### Required action:
Your answer should consist of every line in the records that holds "tiled".

======== Information provided

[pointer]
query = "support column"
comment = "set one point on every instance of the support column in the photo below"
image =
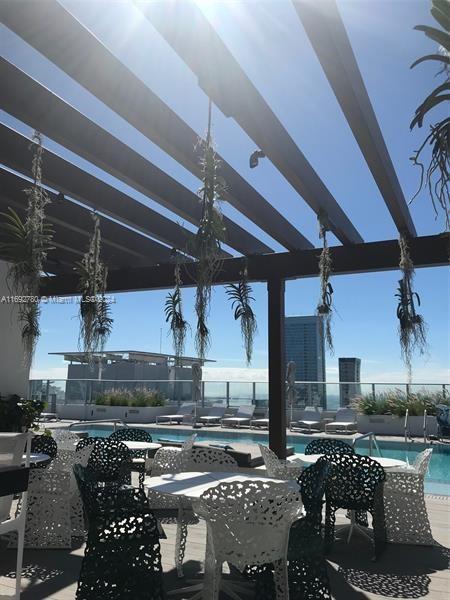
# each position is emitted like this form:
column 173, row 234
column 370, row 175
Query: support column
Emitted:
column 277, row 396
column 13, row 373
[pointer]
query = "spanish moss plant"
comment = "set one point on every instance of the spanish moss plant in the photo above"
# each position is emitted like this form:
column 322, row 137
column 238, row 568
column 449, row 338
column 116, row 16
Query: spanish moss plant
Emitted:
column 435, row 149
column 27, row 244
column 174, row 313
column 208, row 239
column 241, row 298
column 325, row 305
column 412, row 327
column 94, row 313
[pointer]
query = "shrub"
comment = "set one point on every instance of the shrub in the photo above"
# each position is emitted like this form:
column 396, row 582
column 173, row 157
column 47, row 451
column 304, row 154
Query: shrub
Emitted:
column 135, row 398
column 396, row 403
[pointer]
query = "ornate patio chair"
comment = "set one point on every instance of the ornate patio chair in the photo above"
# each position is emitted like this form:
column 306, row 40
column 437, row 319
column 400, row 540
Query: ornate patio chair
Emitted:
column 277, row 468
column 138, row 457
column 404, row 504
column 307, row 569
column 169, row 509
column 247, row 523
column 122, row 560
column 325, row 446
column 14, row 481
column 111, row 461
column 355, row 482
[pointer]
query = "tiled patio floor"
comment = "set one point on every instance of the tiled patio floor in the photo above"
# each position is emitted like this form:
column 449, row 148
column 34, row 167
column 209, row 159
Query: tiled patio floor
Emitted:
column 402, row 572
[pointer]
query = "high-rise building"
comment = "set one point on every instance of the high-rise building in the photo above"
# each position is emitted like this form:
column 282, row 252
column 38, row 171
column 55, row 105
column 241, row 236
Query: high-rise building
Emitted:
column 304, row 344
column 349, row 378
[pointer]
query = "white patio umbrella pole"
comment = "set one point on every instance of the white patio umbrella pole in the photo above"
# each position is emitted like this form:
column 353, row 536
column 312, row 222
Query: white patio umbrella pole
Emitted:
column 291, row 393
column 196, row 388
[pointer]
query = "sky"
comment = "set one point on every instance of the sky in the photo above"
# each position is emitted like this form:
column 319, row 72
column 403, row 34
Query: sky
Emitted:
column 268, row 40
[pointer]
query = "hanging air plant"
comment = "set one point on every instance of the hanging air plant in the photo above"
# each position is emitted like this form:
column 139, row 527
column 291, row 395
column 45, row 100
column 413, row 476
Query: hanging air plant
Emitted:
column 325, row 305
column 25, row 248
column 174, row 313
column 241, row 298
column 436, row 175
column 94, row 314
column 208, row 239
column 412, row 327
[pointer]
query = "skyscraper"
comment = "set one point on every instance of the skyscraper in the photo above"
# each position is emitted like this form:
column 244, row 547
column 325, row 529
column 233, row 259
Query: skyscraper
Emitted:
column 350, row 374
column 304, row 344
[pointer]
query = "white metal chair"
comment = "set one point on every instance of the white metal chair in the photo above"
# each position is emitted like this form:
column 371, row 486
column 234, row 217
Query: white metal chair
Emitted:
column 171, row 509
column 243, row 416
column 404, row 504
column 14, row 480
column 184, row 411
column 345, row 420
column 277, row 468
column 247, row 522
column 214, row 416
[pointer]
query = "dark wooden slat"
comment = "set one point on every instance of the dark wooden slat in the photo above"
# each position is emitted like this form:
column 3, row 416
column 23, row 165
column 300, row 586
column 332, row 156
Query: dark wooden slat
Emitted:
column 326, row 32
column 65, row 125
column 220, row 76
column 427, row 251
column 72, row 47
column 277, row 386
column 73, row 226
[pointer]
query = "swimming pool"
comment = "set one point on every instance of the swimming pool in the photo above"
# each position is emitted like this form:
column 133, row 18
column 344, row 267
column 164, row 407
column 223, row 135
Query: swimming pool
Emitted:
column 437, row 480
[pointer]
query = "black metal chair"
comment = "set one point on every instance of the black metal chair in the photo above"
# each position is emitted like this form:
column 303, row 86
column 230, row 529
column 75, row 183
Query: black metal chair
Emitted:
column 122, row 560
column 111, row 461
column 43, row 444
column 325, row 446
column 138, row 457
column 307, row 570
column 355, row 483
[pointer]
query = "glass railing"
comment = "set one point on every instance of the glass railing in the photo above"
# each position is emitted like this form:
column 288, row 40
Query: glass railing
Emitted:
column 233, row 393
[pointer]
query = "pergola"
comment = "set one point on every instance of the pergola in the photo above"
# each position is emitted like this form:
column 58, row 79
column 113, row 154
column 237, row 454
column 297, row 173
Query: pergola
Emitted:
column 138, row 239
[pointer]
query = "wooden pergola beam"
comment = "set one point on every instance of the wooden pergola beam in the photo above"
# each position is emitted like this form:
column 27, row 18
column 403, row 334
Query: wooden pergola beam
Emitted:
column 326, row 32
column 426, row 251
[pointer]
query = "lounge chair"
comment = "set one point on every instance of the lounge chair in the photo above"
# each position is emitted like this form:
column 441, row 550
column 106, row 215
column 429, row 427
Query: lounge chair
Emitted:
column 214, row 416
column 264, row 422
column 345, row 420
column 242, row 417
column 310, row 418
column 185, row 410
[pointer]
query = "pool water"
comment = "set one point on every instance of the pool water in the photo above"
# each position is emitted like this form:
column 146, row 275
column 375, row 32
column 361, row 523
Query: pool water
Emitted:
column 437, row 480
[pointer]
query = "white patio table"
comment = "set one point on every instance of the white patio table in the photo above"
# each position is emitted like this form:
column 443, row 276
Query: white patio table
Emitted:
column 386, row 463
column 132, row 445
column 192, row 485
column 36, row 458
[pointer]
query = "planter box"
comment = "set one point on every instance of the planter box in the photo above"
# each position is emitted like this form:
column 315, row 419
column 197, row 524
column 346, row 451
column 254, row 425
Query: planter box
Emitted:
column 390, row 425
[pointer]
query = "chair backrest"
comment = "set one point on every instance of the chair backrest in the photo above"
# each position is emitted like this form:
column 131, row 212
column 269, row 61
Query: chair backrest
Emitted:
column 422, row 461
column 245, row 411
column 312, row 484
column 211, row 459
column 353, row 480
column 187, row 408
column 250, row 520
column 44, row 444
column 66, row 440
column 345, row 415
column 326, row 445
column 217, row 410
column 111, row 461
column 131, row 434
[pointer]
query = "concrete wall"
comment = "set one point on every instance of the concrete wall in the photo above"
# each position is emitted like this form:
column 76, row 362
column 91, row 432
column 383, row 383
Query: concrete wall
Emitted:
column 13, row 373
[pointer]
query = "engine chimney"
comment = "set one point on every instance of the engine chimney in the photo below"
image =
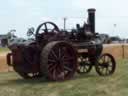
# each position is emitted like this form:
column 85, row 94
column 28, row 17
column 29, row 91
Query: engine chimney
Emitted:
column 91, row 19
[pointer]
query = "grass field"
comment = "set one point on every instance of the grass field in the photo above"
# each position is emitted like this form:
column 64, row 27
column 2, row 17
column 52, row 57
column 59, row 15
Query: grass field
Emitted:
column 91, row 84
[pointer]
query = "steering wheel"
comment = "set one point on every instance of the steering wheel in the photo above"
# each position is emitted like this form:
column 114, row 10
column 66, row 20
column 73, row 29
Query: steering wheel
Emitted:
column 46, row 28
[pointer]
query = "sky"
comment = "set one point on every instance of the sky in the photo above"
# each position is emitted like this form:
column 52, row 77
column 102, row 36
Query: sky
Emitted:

================

### Response:
query = "tiled patio floor"
comment = "set one point on every instance of the tiled patio floor in the photo above"
Query: tiled patio floor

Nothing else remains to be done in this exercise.